BEGIN Information shown

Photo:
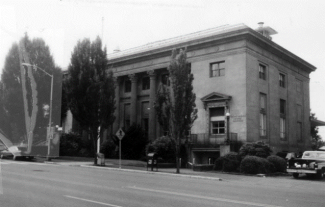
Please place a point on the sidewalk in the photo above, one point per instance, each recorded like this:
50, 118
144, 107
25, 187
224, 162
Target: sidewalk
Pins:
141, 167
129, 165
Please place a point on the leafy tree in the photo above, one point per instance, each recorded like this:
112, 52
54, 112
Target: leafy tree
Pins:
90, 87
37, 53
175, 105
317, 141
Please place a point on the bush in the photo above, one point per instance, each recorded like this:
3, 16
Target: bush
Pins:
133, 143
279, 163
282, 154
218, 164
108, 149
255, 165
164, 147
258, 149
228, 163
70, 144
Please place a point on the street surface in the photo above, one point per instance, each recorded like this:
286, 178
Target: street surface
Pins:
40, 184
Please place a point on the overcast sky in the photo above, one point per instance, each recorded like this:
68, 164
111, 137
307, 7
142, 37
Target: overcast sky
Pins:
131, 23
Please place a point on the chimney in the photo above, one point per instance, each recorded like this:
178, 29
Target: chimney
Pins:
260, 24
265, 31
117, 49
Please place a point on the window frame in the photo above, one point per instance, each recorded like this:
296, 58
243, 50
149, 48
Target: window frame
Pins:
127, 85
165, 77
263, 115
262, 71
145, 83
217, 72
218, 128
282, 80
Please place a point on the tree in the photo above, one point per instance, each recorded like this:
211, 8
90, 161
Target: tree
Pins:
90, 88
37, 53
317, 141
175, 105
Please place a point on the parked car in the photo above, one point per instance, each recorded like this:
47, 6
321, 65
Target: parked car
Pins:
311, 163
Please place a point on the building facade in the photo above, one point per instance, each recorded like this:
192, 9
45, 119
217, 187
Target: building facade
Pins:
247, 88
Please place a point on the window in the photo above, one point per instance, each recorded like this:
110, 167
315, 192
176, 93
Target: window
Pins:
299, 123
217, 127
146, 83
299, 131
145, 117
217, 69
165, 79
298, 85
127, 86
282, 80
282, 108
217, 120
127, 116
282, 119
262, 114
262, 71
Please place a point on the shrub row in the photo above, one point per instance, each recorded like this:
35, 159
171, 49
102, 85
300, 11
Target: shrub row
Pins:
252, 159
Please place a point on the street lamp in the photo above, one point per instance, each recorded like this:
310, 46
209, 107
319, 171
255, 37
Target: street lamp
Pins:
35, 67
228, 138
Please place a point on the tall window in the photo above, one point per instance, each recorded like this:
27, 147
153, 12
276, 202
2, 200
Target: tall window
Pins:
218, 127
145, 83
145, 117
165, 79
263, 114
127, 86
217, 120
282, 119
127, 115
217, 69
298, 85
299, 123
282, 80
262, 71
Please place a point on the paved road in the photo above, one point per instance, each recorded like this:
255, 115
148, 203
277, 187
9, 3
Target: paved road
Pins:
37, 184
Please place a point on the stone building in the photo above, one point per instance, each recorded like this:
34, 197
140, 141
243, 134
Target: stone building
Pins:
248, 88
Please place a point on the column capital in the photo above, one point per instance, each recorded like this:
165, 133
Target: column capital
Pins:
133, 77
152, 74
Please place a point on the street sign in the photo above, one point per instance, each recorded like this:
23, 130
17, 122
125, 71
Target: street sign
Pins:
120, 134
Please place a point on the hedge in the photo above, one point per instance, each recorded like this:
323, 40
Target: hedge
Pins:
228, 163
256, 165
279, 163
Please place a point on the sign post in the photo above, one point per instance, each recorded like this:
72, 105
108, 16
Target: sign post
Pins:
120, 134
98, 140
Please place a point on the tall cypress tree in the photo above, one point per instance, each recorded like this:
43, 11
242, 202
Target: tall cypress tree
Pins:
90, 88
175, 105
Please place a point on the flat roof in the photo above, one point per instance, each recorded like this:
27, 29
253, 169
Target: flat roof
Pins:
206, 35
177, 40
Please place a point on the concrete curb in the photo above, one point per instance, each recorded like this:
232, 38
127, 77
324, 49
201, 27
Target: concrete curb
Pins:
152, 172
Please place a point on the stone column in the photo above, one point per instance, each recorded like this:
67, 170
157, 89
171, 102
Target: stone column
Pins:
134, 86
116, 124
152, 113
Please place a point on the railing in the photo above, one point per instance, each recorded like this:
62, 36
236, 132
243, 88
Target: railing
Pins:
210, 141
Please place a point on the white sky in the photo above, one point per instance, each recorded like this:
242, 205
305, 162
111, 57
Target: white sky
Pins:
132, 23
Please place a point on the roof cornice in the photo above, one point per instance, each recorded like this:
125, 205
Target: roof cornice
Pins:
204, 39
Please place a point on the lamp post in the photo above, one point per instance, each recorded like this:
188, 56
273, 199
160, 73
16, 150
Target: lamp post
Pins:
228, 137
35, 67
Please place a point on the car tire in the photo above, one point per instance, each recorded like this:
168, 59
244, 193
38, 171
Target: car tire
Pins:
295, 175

END Information shown
BEGIN Information shown

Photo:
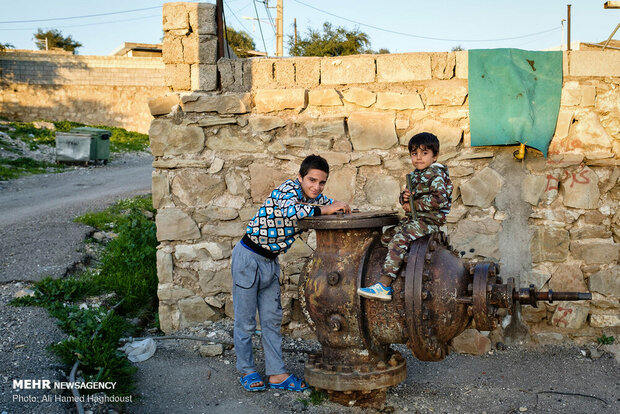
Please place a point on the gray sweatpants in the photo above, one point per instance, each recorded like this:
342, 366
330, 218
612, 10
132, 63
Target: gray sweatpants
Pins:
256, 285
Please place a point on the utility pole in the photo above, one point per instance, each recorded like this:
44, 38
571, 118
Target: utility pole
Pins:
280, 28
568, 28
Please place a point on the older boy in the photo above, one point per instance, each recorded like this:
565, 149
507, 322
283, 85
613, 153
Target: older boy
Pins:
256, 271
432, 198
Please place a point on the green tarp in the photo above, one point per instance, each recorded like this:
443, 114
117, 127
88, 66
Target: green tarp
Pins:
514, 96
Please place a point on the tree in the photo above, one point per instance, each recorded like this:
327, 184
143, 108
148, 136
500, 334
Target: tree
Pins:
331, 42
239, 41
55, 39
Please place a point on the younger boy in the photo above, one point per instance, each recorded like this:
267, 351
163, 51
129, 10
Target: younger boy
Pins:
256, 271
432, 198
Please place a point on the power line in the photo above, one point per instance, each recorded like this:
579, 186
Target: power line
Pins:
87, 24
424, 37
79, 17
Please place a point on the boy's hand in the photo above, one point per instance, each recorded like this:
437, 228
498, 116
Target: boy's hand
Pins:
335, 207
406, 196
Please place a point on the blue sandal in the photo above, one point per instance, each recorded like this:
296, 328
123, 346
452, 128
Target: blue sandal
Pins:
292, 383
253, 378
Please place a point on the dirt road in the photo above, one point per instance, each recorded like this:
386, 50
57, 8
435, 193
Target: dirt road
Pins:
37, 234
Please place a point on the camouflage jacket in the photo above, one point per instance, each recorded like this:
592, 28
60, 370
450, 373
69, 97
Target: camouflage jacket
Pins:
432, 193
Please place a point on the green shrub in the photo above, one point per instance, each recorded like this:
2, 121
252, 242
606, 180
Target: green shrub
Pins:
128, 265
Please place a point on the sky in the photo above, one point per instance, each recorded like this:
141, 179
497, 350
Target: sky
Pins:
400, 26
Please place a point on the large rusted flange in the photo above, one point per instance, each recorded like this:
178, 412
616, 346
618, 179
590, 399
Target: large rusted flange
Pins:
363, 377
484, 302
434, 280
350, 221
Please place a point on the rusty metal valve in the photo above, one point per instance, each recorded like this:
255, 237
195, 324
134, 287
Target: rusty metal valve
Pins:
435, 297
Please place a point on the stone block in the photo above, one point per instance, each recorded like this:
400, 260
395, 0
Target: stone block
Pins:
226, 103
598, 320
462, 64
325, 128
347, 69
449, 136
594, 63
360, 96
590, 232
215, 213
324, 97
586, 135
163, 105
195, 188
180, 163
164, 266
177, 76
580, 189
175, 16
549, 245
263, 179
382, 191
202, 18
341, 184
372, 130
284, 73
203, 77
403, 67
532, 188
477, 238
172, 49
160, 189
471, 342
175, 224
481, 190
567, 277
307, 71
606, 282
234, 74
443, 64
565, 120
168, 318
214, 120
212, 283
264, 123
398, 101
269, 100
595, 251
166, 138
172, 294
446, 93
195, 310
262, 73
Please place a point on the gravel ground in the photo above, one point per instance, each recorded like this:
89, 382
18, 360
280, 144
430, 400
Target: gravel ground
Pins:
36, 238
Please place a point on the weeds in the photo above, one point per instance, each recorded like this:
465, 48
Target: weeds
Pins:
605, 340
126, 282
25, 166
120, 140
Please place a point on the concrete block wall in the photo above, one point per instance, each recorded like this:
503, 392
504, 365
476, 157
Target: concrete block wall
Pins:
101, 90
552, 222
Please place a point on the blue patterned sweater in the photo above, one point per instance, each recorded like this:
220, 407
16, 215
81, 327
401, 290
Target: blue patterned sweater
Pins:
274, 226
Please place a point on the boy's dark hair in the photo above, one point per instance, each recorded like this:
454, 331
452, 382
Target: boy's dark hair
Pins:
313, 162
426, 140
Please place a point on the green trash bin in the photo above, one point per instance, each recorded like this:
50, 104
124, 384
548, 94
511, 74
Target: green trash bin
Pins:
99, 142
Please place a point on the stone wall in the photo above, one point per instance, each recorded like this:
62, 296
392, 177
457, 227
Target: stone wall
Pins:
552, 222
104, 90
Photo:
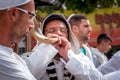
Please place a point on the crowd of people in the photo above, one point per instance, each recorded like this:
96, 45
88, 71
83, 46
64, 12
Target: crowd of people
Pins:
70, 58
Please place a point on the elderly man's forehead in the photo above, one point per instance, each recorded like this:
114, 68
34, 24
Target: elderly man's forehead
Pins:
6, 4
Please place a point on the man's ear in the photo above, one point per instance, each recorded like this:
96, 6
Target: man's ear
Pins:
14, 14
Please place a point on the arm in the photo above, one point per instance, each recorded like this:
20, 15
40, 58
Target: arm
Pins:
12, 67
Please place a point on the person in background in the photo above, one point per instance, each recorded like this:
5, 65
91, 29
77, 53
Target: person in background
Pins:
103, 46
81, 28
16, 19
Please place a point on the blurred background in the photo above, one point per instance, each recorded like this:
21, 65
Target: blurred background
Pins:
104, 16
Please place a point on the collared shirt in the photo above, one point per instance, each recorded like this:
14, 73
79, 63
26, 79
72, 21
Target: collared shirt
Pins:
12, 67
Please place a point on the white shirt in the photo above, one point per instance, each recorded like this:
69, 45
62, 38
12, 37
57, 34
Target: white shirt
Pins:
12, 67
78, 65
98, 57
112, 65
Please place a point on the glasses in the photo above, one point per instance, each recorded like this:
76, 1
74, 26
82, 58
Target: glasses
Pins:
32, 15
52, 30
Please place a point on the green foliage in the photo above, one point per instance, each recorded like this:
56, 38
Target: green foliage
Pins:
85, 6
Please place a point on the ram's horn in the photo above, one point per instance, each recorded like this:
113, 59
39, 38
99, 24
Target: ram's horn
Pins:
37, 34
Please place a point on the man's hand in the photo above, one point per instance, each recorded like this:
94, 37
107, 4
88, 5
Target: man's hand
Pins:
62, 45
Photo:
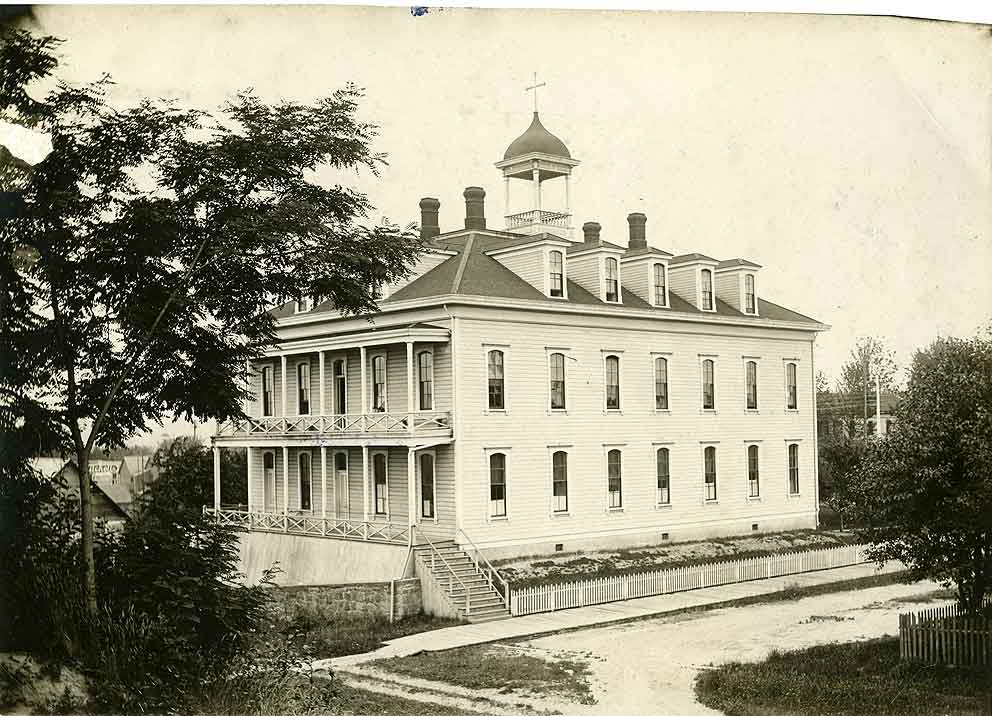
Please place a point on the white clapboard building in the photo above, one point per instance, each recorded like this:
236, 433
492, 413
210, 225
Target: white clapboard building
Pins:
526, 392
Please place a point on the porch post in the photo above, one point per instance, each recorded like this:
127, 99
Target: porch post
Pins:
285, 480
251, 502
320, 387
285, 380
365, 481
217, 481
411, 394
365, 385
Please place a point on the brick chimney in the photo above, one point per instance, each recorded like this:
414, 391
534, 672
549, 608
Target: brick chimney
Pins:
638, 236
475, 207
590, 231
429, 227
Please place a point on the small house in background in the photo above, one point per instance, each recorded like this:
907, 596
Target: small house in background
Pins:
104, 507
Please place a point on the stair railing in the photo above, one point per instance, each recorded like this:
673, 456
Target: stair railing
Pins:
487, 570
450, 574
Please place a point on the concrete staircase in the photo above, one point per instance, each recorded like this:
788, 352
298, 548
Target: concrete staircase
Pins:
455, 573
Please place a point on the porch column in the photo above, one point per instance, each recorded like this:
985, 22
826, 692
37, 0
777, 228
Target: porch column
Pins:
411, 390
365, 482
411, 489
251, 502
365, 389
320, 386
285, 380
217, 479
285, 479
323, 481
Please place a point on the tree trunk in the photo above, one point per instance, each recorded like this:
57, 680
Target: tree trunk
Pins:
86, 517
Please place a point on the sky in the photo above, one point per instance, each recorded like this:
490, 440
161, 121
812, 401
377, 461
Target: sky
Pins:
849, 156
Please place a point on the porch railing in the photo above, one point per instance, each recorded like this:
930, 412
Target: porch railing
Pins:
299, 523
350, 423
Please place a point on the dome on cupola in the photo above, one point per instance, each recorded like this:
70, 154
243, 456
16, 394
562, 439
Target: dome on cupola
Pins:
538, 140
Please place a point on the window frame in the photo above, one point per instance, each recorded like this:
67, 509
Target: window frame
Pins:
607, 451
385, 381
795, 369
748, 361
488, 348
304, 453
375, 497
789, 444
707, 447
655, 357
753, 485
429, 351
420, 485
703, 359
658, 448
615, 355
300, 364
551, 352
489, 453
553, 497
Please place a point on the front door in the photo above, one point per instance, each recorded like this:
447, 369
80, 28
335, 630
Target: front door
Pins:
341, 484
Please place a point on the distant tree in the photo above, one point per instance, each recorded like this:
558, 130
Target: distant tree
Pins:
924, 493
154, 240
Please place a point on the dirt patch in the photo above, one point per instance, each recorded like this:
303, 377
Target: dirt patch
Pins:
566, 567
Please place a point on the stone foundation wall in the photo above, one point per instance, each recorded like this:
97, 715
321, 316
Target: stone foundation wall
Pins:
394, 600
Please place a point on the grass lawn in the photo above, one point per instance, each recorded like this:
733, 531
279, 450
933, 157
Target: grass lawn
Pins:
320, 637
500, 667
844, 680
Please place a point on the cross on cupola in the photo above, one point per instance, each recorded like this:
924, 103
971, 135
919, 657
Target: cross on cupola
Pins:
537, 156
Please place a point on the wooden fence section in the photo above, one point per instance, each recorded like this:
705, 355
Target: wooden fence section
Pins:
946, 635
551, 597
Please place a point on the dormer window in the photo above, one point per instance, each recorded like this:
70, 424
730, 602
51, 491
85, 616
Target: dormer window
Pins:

END Information shown

> _Instruction_: Please state how many of the lines above contain the word "sign", giving only the number.

> _Expected output_: 4